DATA FOR THIS EXERCISE

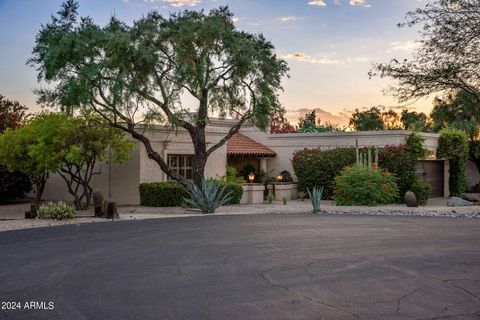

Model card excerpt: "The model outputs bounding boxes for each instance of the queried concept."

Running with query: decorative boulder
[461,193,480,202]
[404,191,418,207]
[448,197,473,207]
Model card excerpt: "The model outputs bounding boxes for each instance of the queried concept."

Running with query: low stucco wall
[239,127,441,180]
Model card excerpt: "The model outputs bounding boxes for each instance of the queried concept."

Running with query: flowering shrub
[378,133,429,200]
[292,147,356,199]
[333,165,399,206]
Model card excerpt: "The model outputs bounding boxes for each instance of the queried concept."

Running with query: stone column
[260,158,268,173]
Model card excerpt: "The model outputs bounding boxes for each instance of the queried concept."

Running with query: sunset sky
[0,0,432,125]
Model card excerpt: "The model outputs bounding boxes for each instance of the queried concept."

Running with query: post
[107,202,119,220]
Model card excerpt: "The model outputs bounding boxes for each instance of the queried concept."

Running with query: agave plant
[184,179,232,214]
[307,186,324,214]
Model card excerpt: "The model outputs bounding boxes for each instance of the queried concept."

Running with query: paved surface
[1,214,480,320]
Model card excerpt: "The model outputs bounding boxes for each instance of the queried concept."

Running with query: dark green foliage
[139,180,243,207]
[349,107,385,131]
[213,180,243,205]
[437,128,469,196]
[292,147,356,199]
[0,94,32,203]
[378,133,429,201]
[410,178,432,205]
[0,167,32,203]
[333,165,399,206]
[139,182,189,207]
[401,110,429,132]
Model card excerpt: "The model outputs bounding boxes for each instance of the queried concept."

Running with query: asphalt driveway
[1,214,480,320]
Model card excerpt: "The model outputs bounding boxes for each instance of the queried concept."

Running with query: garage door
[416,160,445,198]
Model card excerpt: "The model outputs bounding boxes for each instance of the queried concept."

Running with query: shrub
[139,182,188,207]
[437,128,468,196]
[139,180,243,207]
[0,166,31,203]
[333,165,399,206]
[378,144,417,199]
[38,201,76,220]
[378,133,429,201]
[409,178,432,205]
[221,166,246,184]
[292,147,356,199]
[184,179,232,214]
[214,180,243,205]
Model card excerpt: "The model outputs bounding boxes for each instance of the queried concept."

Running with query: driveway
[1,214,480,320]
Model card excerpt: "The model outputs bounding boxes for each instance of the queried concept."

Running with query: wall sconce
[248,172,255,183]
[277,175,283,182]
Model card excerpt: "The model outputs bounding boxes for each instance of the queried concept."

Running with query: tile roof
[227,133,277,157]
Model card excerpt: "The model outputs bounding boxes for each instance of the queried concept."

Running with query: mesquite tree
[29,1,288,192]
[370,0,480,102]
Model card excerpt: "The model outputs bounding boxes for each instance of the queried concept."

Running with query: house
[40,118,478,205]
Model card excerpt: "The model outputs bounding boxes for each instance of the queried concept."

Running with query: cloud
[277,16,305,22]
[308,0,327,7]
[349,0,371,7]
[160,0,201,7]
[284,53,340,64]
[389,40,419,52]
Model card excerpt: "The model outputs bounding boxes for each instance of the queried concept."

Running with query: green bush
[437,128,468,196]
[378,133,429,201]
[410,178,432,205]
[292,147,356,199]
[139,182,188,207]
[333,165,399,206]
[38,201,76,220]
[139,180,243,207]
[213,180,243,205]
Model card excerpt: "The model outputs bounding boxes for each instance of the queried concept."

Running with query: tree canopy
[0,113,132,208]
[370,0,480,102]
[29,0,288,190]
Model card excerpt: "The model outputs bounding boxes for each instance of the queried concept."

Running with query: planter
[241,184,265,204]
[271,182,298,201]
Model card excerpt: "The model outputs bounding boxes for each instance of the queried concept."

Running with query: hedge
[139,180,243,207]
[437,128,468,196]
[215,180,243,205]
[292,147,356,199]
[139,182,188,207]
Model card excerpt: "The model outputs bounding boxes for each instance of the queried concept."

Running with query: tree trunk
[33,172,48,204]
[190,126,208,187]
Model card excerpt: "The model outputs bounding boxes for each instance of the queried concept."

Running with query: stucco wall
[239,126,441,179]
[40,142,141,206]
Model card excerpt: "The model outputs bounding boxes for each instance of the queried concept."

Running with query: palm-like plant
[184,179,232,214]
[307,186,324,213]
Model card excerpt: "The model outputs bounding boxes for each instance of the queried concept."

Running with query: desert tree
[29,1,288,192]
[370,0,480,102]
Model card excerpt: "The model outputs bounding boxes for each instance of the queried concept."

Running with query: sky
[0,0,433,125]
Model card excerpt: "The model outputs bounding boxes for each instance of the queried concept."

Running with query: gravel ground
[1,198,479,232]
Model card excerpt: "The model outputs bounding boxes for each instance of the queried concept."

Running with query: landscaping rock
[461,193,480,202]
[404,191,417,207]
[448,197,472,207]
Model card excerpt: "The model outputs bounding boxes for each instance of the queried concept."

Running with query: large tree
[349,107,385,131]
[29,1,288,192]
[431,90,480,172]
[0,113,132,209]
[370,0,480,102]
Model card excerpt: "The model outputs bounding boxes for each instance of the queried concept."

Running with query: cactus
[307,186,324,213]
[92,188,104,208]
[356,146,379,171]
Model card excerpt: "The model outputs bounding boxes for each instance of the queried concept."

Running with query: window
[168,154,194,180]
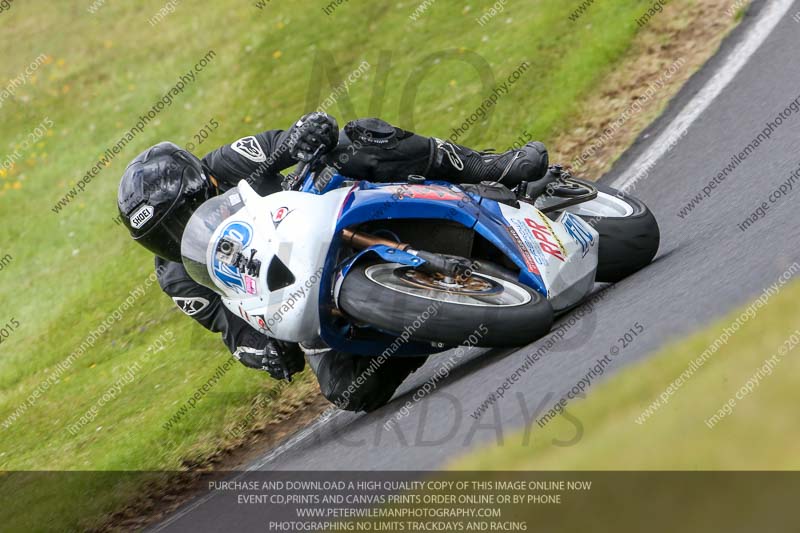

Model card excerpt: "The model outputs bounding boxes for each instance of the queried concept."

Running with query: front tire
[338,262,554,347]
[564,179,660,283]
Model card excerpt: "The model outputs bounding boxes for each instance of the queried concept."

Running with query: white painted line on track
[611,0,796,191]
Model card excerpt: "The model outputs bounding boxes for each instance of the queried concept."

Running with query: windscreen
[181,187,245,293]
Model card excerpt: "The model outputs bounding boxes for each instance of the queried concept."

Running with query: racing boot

TASK INSTRUCTIONS
When you return the records, keep every word unchanged and drop the pictures.

FINISHED TASK
Model card excerpt: "The model outputs bounding boxes for each instance of the queried concept."

Running with query: decorative boulder
[461,193,480,202]
[404,191,418,207]
[448,197,473,207]
Model card excerpt: "The model outputs bounding boxes for each instance of the queried concept."

Running with query: low stucco wall
[239,127,441,180]
Model card excerpt: "The model outputs bounding boxes for each instance of the queried concept."

Running with query: flowering shrub
[378,133,429,200]
[292,147,356,199]
[333,165,399,206]
Model card excerpt: "The model outputs bounding boxes for each instance of the queried concept."

Running with query: stone column
[260,158,268,173]
Model card excerpt: "The model outputs bounding boxes for each instance of the queried concept."

Running with query: sunset sky
[0,0,432,125]
Model card excerpt: "The model outputs bounding boxes for each instance of the queried concept."

Running with query: post
[107,202,119,220]
Model card excerpt: "The model outputs bounding boxes for each instance of the queried concept."

Running with query: agave plant
[184,179,232,214]
[307,186,324,214]
Model card excerpt: "The model outputs bounding boxes for each instance of the queried concept."

Running with query: paved surface
[1,214,480,320]
Model card excerpt: "The model outputs bounding boxes for each instance of the queried concept."

Running with query: dark green foliage
[139,180,243,207]
[349,107,385,131]
[213,180,243,205]
[437,128,469,196]
[292,147,356,199]
[0,94,32,203]
[378,133,429,201]
[410,178,432,205]
[0,167,32,203]
[333,165,399,206]
[139,182,189,207]
[401,110,429,132]
Model card excerpt: "The model outputs bounding boxes for each instance of the queried concept."

Running with query: asphalt driveway
[1,214,480,320]
Model card excerpt: "The model outputs bounding boxes for each instance of the queried concept."

Running with query: garage door
[416,160,445,198]
Model card excerpt: "The model outputs bounding boxes for each instance of the queried concept."

Running with query: shrub
[139,182,188,207]
[437,128,468,196]
[139,180,243,207]
[0,166,31,203]
[333,165,399,206]
[378,144,417,199]
[38,201,76,220]
[378,133,429,201]
[409,178,432,205]
[221,166,246,184]
[292,147,356,199]
[184,179,232,214]
[214,180,243,205]
Model card excerpt: "The model outputs bounding boxes for each instance of the queried concept."

Running with query: driveway
[1,214,480,320]
Model card excerpt: "The model outputs bounding boxes for each instance of the queried concept."

Running with query: wall sconce
[248,172,255,183]
[277,175,283,182]
Model card excerpt: "The model outputs bounding boxes for each instance of the queried concept."

Running with query: tile roof
[227,133,277,157]
Model card excerpt: "The model outputs bounding boxes for each instance of the queried concept."

Running with query: mesquite tree
[29,1,288,192]
[370,0,480,102]
Model card excerpt: "The model outputs bounding boxes for each instance of the queried concept."

Running with query: house
[40,118,478,205]
Model card excerpt: "The model outputs bounding boxes for each instance of the queried concept."

Running with query: cloud
[277,16,305,22]
[308,0,327,7]
[349,0,371,7]
[160,0,201,7]
[284,53,340,64]
[389,40,419,52]
Model card excerpt: "The model outputs bounding boxes for each instance of the queried concept."

Running with query: green bush
[437,128,468,196]
[378,133,429,201]
[410,178,432,205]
[292,147,356,199]
[139,182,188,207]
[333,165,399,206]
[38,201,76,220]
[139,180,243,207]
[213,180,243,205]
Model card excerpt: "The model outputs bounding boxes for each instance of the queried concept."

Running with query: tree canopy
[0,113,132,208]
[370,0,480,102]
[29,0,288,190]
Model card excerpt: "The model outputs bounding boxes for each instance of the queried concept."

Running with query: planter
[241,184,265,204]
[271,182,298,201]
Model card excerpt: "The model outputs bounding boxes for each instance of the queried concept."

Running with query: hedge
[139,180,243,207]
[437,128,468,196]
[215,180,243,205]
[292,147,356,199]
[139,182,188,207]
Model card excerpt: "The model outputs bounding boxes for each instance of the queried concept."

Running with query: tree trunk
[33,172,48,204]
[190,126,208,187]
Model card excerpt: "The model outputs bounding boxes for each instance of the queried concept."

Running with query: stucco wall
[239,126,441,179]
[40,142,141,206]
Model card excerpt: "The model outputs bounding boxes for each instance of the queried concept."

Running with query: palm-like plant
[184,179,232,214]
[307,186,324,213]
Model card excerpt: "The model outputs bounding boxes for each instance of the queried concept."

Running with query: desert tree
[29,1,288,192]
[370,0,480,102]
Model card excerpt: "The model outputs bounding boxes for each instance of the queried concept."

Running with query: sky
[0,0,433,125]
Model card excerpt: "The model outputs bounding boxes for each instance of the queried concept."

Running with query: gravel ground
[1,198,479,232]
Model card excerpt: "The model outputs bounding boxes for each instance of the queried concept."

Running with query: landscaping rock
[461,193,480,202]
[404,191,417,207]
[448,197,472,207]
Model card excerpt: "The model outputs bounding boxes for each instance of the queried concept."

Running with query: large tree
[349,107,385,131]
[29,1,288,192]
[431,90,480,172]
[0,113,132,209]
[370,0,480,102]
Model card excerpt: "The model outputs bounding boxes for each instance of the queried concept."

Running with query: cactus
[307,186,324,213]
[92,188,104,208]
[356,146,379,171]
Model card excerpt: "The model outputs bounding boxes for each instance of the queried concept."

Running with query: window
[168,154,194,180]

Model card excerpt: "The model outputs bounding boxes for each instance of the queried concept."

Running with query: front tire
[338,262,554,347]
[564,179,660,283]
Model card excerpt: "The model outputs bounding boxes for each instance of the queried concept."

Running with query: white painted line on track
[611,0,796,191]
Model card excerpt: "The model outputs bounding boxes for each instance of the queried concept."

Running with query: windscreen
[181,187,245,293]
Model card excerpt: "The model outputs bounding boxes for each instance of the queried concept."

Running with query: racing boot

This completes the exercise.